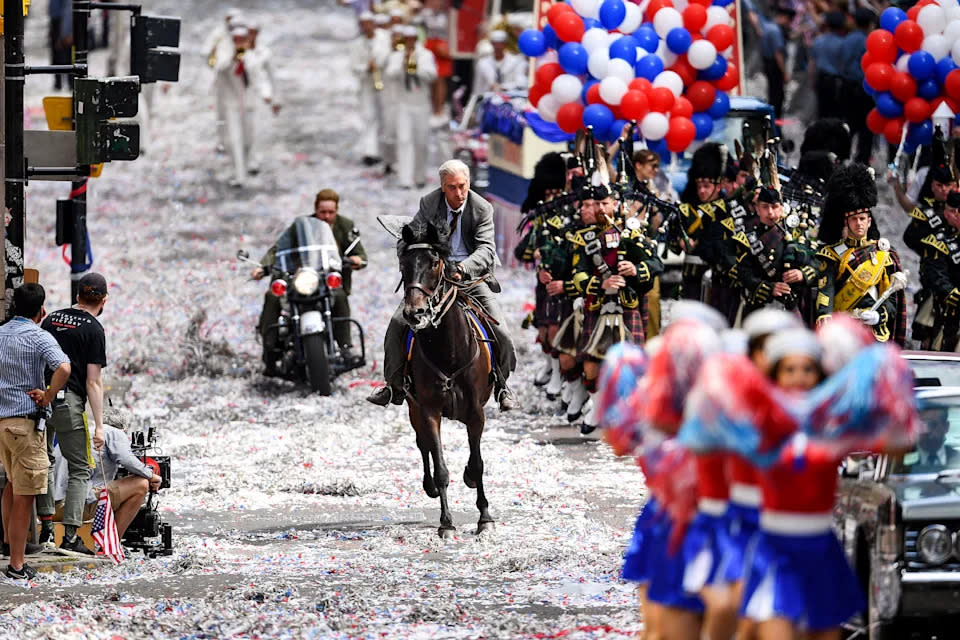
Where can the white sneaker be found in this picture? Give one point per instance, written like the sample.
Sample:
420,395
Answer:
543,375
578,399
555,384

### [Task brief]
If a line holds a picture, skip the picture and transcribe the rest of the material exactly.

### [Response area]
Where can the white sneaker be found in this picture? Give one point per instance, written like the sample.
Sample:
420,395
Answer:
543,375
578,399
555,384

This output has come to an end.